* **Document excerpt**
start

A History of Alternative Music Brilliantly Mapped Out on a Transistor Radio Circuit Diagram: 300 Punk, Alt & Indie Artists

Lump­ing millions—billions!—of peo­ple togeth­er arbi­trar­i­ly by their birth­dates sounds ridicu­lous in the abstract. But when we lump togeth­er gen­er­a­tions with clus­ters of pop cul­tur­al ref­er­ences, it always seems to give the con­cept flesh. A cer­tain cohort around the world—ye olde Gen­er­a­tion X (though few­er and few­er peo­ple prob­a­bly know where that comes from)—can mea­sure their com­mon sen­si­bil­i­ties by a con­stel­la­tion of musi­cal ref­er­ences dat­ing back to the late six­ties and for­ward to the ear­ly oughts (where­by the runts of the bunch final­ly got around to hav­ing kids and most­ly stopped leav­ing the house after din­ner).

But instead of a con­stel­la­tion for the web of con­nec­tions that some­how joins Ryan Adams, The Spe­cials, and Sui­cide, the graph­ic above (view it in a larg­er zoomable for­mat here) takes as its source the cir­cuit dia­gram for the first com­mer­cial tran­sis­tor radio from 1954, and well… “Well Done,” is all I can say. Design­er James Quail began “Alter­na­tive Love,” as it’s called, with the Sex Pis­tols, then worked his way back to David Bowie, the MC5, the Stooges, and the Vel­vet Under­ground and for­ward to The Strokes, Radio­head, the Arc­tic Mon­keys, and Arcade Fire.

end

* **Given instruction 1**
In the article on the alternative music radio-circuit map, what did the graphic use as its source?
* **Given instruction 2**
Carry the article on the alternative music radio-circuit map forward from its final sentence.

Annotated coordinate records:

start

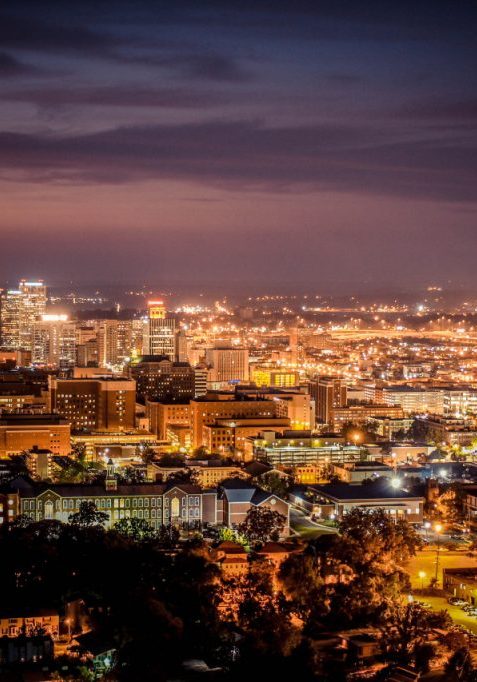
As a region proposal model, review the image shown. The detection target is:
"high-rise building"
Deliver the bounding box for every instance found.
[50,377,136,431]
[176,329,189,362]
[31,315,76,368]
[205,347,249,388]
[0,280,47,349]
[0,289,23,348]
[310,377,347,424]
[130,355,195,402]
[144,300,176,361]
[190,393,278,448]
[194,364,209,398]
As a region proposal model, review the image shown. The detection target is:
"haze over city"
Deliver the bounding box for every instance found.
[0,0,477,292]
[0,0,477,682]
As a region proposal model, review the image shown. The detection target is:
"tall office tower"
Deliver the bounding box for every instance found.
[31,315,76,368]
[18,279,47,348]
[194,364,209,398]
[97,320,118,367]
[49,377,136,431]
[0,279,47,349]
[205,347,249,387]
[116,320,134,365]
[176,329,189,362]
[145,301,176,362]
[130,355,195,402]
[0,289,22,348]
[310,377,347,424]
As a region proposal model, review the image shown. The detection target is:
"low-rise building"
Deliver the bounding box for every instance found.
[0,414,71,457]
[0,470,289,536]
[332,461,393,483]
[219,479,290,537]
[0,608,60,637]
[442,566,477,605]
[289,481,424,524]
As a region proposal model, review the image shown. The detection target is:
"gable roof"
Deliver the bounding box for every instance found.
[301,481,422,501]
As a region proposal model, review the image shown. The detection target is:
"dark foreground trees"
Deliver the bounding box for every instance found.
[238,507,286,544]
[280,508,419,631]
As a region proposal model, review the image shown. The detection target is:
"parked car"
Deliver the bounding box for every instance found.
[447,597,467,606]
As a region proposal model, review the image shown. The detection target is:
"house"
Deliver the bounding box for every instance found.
[75,630,117,677]
[0,635,54,664]
[219,478,290,537]
[0,608,60,637]
[289,480,424,524]
[215,541,248,579]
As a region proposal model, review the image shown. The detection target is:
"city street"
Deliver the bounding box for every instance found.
[407,547,477,589]
[290,507,338,540]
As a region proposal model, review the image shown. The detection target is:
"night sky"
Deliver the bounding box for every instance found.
[0,0,477,291]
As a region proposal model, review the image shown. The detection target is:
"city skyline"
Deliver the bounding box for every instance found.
[0,0,477,292]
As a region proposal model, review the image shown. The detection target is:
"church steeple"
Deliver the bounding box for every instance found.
[105,457,118,490]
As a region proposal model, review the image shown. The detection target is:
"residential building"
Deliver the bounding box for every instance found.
[219,479,290,537]
[0,607,60,637]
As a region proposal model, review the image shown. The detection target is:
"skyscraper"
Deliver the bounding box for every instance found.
[205,347,249,388]
[0,279,47,350]
[144,300,176,361]
[0,289,22,348]
[31,315,76,368]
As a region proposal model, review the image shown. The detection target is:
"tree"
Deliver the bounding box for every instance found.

end

* **Reply 1**
The circuit diagram for the first commercial transistor radio, from 1954.

* **Reply 2**
These lin­eages seem fair­ly obvi­ous, as does the pro­gres­sion from the Ramones through the Smiths in the four large cir­cles in the cen­ter, which dri­ve pow­er­ful cur­rents to the dis­parate likes of Nir­vana, Depeche Mode, Shel­lac, the Human League, and Can. Does it work his­tor­i­cal­ly? Not exact­ly, but that’s hard­ly the point.

Quail’s “chart­ed his­to­ry of counter-cul­ture rock music,” writes Mar­garet Rhodes at Wired, “spills out… not in any kind of lin­ear board game way.” It start­ed with a rumor—that the audi­ence of the Sex Pis­tols’ June 4, 1976 show at the Less­er Free Trade Hall in Man­ches­ter “includ­ed guys who would go on to start bands like The Smiths, Joy Divi­sion, and the Buz­zcocks.” It might as well have jumped off from Bri­an Eno’s famous quote about every­one who bought the Vel­vet Underground’s debut album start­ing their own band. What mat­ters here is that it works: explor­ing the num­ber of intri­cate con­nec­tions between these bands with more breadth and imme­di­a­cy than most alter­na­tive cul­ture his­to­ries.

While Rhodes com­pares it to a stream­ing ser­vice that uses “musi­cal con­nec­tions to iden­ti­fy lis­ten­ing rec­om­men­da­tions,” there’s much more going on here than Pandora’s algo­rithms might man­age. You’ll find the garage rock revival­ism of Thee Oh Sees, The White Stripes, and Ty Segall pop up on your inter­net radio, but most machine intel­li­gences wouldn’t link them so neat­ly, as Quail does, with sem­i­nal, if obscure, acts like Bil­ly Childish’s 90s band Thee Head­coats or 60s garage rock­ers The Son­ics. Dorothy, the design house respon­si­ble for “Alter­na­tive Love,” allows you to zoom in on every part of the dia­gram to find lit­tle clus­ters of jan­gle pop, shoegaze, post-punk, grunge, synth pop, Brit­pop, hard­core, and neo-psych.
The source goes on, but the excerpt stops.